◆ How to complete this task
Locate, in the data below, the line that contains "positive clicks: (431, 287)" and the line that contains "positive clicks: (66, 50)"; reproduce exactly those two lines and every line between them, nothing more.

Stored data
========

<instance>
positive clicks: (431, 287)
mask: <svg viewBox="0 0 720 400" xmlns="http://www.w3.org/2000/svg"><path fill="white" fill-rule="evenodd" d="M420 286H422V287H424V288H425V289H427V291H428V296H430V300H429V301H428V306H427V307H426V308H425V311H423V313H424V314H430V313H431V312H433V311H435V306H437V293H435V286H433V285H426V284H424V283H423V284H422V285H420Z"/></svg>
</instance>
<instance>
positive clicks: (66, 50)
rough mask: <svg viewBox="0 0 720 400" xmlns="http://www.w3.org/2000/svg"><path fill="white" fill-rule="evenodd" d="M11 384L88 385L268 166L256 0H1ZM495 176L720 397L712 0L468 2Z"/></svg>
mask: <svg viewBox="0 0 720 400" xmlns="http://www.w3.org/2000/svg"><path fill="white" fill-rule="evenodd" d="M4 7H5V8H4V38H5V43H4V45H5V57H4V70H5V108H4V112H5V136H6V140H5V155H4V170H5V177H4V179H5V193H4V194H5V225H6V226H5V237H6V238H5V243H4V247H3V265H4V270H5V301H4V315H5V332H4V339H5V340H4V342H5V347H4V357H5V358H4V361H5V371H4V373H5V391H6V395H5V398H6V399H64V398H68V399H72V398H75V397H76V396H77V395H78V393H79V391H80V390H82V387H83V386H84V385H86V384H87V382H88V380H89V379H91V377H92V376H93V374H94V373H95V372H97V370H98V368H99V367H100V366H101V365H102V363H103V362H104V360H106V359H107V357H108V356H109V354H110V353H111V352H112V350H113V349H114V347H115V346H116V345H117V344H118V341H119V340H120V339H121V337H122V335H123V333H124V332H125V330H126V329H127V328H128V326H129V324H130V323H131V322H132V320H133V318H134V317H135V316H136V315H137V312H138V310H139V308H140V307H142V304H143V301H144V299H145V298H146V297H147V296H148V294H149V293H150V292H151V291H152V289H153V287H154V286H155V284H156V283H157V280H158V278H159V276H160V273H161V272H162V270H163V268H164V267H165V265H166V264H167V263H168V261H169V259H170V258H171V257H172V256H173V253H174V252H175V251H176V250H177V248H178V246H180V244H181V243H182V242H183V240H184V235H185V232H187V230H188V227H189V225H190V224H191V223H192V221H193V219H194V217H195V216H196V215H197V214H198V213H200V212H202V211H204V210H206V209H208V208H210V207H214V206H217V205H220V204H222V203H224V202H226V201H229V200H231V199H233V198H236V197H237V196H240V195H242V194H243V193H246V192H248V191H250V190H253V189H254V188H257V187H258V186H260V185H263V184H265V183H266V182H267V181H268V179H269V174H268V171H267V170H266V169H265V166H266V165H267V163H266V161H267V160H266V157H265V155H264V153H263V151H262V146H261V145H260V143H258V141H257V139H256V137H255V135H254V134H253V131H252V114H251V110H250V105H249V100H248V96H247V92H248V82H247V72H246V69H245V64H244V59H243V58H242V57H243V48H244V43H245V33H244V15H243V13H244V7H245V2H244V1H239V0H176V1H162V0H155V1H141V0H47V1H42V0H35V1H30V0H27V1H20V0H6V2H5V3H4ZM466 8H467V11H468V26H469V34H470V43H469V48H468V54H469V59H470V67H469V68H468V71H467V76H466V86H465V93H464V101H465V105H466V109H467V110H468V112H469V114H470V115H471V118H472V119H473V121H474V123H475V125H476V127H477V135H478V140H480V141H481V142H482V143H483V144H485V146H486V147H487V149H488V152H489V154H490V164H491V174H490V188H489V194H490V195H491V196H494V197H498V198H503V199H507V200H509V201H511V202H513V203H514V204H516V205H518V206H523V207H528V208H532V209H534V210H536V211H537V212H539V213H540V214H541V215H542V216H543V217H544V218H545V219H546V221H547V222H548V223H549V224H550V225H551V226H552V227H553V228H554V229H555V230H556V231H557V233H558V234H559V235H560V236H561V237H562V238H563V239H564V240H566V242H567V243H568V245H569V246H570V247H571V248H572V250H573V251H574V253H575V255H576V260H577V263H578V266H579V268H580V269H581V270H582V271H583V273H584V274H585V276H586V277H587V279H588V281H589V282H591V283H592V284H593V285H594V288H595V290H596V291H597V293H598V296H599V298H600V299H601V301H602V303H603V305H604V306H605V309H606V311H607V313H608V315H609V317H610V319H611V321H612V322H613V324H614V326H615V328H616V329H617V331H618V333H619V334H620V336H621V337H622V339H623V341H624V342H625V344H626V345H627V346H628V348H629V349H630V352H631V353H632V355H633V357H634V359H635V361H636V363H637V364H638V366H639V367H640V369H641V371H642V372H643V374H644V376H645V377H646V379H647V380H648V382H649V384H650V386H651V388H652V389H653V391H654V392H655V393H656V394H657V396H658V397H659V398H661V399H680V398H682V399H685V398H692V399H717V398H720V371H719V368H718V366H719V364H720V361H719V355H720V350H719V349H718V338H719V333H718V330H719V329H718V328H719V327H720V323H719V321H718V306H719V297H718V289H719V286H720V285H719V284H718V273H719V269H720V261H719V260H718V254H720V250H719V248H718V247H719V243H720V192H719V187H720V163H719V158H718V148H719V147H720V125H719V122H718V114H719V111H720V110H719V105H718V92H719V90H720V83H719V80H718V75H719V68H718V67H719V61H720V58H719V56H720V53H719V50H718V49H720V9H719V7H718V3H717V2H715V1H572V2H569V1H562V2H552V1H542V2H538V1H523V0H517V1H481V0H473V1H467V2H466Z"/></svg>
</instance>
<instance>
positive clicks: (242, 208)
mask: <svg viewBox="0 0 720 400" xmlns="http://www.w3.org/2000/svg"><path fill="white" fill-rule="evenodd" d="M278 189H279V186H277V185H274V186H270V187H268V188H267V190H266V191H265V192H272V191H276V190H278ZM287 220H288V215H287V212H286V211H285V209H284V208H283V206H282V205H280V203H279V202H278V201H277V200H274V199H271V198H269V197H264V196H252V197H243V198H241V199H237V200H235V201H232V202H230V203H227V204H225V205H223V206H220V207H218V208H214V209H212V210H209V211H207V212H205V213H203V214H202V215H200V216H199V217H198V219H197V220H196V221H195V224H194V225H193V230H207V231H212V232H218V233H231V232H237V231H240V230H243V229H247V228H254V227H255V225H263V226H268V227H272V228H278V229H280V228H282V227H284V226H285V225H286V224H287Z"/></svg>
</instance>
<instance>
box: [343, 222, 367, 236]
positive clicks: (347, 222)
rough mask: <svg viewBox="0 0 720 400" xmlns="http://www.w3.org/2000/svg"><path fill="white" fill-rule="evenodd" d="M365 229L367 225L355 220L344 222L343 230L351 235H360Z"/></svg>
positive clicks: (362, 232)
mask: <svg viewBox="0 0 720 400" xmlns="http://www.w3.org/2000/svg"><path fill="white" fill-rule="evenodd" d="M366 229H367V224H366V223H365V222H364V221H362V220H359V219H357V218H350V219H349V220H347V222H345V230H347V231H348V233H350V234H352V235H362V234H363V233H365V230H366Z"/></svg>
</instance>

========

◆ Exercise output
positive clicks: (431, 287)
mask: <svg viewBox="0 0 720 400" xmlns="http://www.w3.org/2000/svg"><path fill="white" fill-rule="evenodd" d="M420 286H422V287H424V288H425V289H427V291H428V296H430V300H429V301H428V306H427V307H426V308H425V311H423V313H424V314H430V313H431V312H433V311H435V306H437V293H435V286H433V285H426V284H424V283H423V284H422V285H420Z"/></svg>
</instance>
<instance>
positive clicks: (66, 50)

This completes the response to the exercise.